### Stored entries
··········

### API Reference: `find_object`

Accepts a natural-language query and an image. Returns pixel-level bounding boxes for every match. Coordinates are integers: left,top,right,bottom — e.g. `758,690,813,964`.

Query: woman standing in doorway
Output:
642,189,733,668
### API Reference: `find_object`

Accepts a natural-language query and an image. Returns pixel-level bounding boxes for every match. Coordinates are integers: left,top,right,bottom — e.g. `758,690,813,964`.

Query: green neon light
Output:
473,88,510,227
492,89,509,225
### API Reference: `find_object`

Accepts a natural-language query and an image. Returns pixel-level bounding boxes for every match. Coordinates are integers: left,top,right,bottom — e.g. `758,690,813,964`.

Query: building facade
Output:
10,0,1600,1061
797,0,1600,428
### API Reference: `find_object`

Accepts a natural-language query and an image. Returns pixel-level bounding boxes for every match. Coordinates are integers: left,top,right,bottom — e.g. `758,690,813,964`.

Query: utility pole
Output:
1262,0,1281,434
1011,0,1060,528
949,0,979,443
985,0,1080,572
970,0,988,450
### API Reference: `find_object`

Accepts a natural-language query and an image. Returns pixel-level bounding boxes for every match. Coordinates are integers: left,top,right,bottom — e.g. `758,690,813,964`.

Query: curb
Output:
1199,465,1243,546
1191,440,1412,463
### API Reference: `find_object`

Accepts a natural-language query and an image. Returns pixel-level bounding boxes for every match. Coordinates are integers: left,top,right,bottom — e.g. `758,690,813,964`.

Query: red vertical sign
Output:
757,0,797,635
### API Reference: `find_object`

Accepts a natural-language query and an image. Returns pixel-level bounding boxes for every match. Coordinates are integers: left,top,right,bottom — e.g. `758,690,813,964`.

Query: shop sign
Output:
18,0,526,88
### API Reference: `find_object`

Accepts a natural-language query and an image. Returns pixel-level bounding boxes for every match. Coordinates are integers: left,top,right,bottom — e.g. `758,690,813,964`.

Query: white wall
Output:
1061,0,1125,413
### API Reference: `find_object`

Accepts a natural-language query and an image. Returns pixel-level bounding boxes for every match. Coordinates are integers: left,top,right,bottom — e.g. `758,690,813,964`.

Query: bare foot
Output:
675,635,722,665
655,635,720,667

··········

### What you need to do
Write the records out again. Each one must match exactly.

### Answer space
### API Reference: `find_object`

Accepts a natural-language query and an image. Returns pixel-level bounding boxes for every match. Coordinates are integers: left,top,right,bottom — e.g. `758,690,813,964`.

Query: woman standing in doorway
Output:
642,189,733,668
### API Reference: `find_object`

Accepts a natural-language query and an image. Returns pixel-level bounding boxes for every match. Coordinates are integers: left,top,right,bottom — e.g. `758,690,813,964`.

Query: green neon light
Output:
473,88,510,227
492,89,509,225
### API Reference: `find_object`

Accepts a natural-language query and an image. Returns pixel-level bounding boxes for every match. Coordinates are integers: left,top,right,bottom — e.g. `758,690,813,964`.

Query: building facade
Output:
10,0,1600,1061
797,0,1600,428
### API Reference: `find_object`

Accepts a natural-language query and an image. Returns pixel-level bounding boxes for every match. Coordinates are integers: left,top,right,bottom — e.g. `758,690,813,964`.

Query: utility pole
Output:
1262,0,1281,434
1011,0,1060,528
949,0,979,443
985,0,1080,572
970,0,988,450
### API Reference: `find_object`

Accepts a natural-language query and an image. Returns pixel-level bounding boxes for every match. Coordinates are integers: left,top,right,bottom — e.g. `758,690,813,964`.

Query: curb
Output:
1199,465,1243,546
1191,440,1412,463
### API Reference: `find_object`

Accepts a natural-language query and an image. Returns pixel-level bounding boxes for every match. Coordinates are integers: left,top,right,bottom — e.g. `758,690,813,964`.

Query: red vertical sign
Output:
757,0,797,635
### API Reference: `find_object`

Accepts a natural-language query and an image. Returns pixel-level bounding boxes for every match. Coordinates are integers: left,top,right,bottom — e.g. `758,690,813,964`.

Query: shop sign
Output:
18,0,526,88
### API Reference: `find_object`

Accepts a natural-language query and an image. Returns pixel-level bounding boxes for every match. Coordinates are integers: left,top,right,bottom — e.g. `758,690,813,964`.

Query: white wall
Output:
1061,0,1125,413
### API Reference: `find_object`

Accepts a natural-language query and an image. Returns pixel-level bounding boxes for every match. Coordinates are integers: left,top,right,bottom — e.g. `758,690,813,964`.

Query: bare foot
Output:
675,635,722,665
655,635,720,667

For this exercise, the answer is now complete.